**Задания для выполнения:**
1. Определите, соответствуют ли отрывку о театре на Таганке утверждения (а), (б) и (в). Для каждого ответьте «да» или «нет» и приведите решающие слова отрывка дословной цитатой.
(а) Автор предлагал свою статью трём газетам.
(б) Редактор журнала «В мире книг» предложил сократить материал втрое.
(в) Большую статью автор вручил Элле Петровне Левиной лично.
2. Продолжите отрывок о театре на Таганке с того места, где он обрывается.

**Избранный отрывок:**
═══

Предложил эту статью трем газетам, включая "Литературку". Отговорки были разными - результат один: не напечатали. Тогда же возникла мысль "эксплуатнуть" заинтересованный во мне журнал "В мире книг". Зная уже о литературных позывах нескольких таганских исполнителей, зная нетривиальный - триединый прозо-поэтико-драматургический их репертуар, придумал тему "Книга в жизни этого театра", проинтервьюировал на эту тему Любимова, нескольких актёров - как пишущих, так и не пишущих. Сделал материал на лист (24 страницы на машинке). Не знаю, из каких уж соображений (возможно, техники безопасности) редактор предложил сократить материал ровно вдвое. Моё авторское самолюбие было ущемлено. Разругались вдребезги. Я лишился халтуры и возможности иногда доставать через них, книжников, хорошие книжки, а большую статью, как и малую, подарил тогдашней заведующей литчастью театра Элле Петровне Левиной (не лично, а в архив театра) - единственному, кажется, человеку с Таганки, с которым у меня были сдержанно-неприязненные отношения. Подозреваю, что виной тому была опять же эпиграмма:
Она - не только пом. по лит...

═══

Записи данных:
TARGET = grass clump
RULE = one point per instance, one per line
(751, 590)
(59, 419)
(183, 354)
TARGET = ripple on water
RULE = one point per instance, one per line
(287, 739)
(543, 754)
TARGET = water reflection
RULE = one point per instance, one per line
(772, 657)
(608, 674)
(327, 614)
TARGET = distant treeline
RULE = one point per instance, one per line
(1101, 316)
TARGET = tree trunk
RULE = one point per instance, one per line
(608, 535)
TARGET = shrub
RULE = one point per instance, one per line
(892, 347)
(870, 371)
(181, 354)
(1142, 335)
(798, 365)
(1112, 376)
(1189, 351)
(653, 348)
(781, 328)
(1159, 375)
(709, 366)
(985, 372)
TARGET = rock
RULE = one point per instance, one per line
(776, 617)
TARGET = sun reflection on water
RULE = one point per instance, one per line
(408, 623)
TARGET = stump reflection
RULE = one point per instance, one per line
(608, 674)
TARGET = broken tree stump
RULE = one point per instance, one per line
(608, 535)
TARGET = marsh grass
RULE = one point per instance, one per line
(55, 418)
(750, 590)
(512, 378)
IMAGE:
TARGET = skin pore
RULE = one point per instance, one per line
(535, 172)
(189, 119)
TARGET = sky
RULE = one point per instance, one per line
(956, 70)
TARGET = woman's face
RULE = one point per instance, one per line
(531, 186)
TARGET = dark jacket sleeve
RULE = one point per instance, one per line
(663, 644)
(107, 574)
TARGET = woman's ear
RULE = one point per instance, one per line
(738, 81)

═══

**Ответы:**
1.
(а) Да: «Предложил эту статью трем газетам».
(б) Нет: «редактор предложил сократить материал ровно вдвое».
(в) Нет: «(не лично, а в архив театра)».

2.
Она еще и замполит,
И, делая политику,
Поддерживает критику.
Мыслями? Советами?
Черта с два! Билетами!
Элла Петровна действительно распоряжалась любимовской бронью, откуда вопреки ее воле и мне иногда кое-что перепадало... Её могучая фигура еще раз, но меньшей мере, всплывет в этом повествовании. Интересно, что когда Элла Петровна ушла из театра, то, встретившись однажды на каком-то таганском юбилее (наверное, пятнадцатилетии), бросилась ко мне чуть ли не со слезами умиления. Словно мы были друзьями, словно не передо мной она демонстративно закрывала дверь театрального подъезда перед незабываемым прогоном "Живого". Неисповедимы пути Господни, а тем более - женская логика!..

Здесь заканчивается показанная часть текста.